== Segment start ==

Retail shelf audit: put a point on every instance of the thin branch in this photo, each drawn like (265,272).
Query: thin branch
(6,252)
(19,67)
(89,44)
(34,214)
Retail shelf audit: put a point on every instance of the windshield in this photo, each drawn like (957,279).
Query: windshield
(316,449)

== Segment end ==
== Segment start ==

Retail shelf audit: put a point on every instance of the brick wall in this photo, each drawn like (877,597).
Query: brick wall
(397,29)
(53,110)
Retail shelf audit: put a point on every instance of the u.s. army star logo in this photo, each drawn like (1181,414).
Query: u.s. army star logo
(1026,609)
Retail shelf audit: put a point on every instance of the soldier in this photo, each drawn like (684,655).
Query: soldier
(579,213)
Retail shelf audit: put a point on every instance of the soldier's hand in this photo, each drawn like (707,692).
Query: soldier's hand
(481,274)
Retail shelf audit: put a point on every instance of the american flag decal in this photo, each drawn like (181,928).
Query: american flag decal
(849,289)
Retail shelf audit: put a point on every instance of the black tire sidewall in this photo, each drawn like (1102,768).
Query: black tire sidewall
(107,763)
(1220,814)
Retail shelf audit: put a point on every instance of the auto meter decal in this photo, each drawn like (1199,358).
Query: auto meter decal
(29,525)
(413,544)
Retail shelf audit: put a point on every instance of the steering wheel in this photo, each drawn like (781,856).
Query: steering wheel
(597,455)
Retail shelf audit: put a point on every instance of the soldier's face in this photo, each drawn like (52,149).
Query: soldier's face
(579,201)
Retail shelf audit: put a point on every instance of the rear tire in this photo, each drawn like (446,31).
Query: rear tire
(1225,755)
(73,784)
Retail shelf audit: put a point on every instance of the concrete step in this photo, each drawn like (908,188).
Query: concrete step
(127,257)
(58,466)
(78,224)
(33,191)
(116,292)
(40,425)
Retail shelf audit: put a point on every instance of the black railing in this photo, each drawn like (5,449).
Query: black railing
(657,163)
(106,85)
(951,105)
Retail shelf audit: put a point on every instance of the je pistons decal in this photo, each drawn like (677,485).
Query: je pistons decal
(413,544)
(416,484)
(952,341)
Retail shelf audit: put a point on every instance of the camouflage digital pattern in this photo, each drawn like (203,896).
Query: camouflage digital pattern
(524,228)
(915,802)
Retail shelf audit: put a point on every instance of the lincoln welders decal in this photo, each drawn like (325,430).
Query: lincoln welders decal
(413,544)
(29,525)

== Segment end ==
== Segment start ==

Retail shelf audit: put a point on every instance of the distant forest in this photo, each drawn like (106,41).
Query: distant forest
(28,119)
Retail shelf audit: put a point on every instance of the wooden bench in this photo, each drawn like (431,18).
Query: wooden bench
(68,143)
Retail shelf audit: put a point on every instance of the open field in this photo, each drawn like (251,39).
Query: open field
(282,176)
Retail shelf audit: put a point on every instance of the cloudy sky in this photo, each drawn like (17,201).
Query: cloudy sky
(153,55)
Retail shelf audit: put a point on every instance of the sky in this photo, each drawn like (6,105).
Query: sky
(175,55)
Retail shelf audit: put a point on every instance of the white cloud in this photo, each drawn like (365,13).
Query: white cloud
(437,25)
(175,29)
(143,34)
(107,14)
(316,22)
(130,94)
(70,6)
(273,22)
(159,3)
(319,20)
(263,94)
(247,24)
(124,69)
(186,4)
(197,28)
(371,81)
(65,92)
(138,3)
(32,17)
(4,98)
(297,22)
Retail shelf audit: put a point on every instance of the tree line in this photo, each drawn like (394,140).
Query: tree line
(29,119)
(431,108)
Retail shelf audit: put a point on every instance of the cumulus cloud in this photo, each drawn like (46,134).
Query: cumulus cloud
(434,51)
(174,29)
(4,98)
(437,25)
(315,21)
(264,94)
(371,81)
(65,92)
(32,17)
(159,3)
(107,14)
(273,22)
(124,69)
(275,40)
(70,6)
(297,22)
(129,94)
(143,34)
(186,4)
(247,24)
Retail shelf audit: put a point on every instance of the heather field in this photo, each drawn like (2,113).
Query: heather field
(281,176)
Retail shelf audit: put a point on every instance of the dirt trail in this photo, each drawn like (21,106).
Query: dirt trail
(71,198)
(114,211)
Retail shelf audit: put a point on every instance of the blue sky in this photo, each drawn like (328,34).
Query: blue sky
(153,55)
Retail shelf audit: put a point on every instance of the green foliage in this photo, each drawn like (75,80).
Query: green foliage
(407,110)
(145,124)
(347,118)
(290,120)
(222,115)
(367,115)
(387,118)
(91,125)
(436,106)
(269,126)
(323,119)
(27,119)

== Segment end ==

▶ Problem requirements:
Only the lines above starting at the line that holds "Query: cloudy sky" and ending at the line that holds "drawn like (21,106)." are to be repeated, exactly and in full.

▶ Solution for this task:
Query: cloudy sky
(153,55)
Retail shelf audit: put a point on every instance of the sky in this photo, each drawn like (6,105).
Query: sky
(175,55)
Retail shelf audit: put a point on every instance of the white cloud in this photo, each drawn like (365,13).
Query: white cloud
(437,25)
(175,29)
(143,34)
(107,14)
(316,22)
(130,94)
(70,6)
(273,22)
(159,3)
(319,20)
(263,94)
(247,24)
(124,69)
(186,4)
(197,28)
(371,81)
(65,92)
(138,3)
(32,17)
(4,98)
(297,22)
Retail shelf audit: put a point on every instance of the tree line in this photo, each drawn like (394,140).
Query: tree line
(29,119)
(431,108)
Retail shelf audit: put a point on every instance of the cumulus cloud in this photo, each drawn like (46,134).
Query: cumulus cloud
(434,51)
(174,29)
(4,98)
(437,25)
(315,21)
(264,94)
(371,81)
(65,92)
(32,17)
(159,3)
(107,14)
(273,22)
(124,69)
(275,40)
(70,6)
(297,22)
(129,94)
(143,34)
(186,4)
(247,24)
Retail shelf audit: put a point on every instance of the heather field in this photo, each drawn like (2,113).
Query: heather field
(281,176)
Retail shelf audit: put a point on every instance of the dirt trail in this photo, each drawn like (21,106).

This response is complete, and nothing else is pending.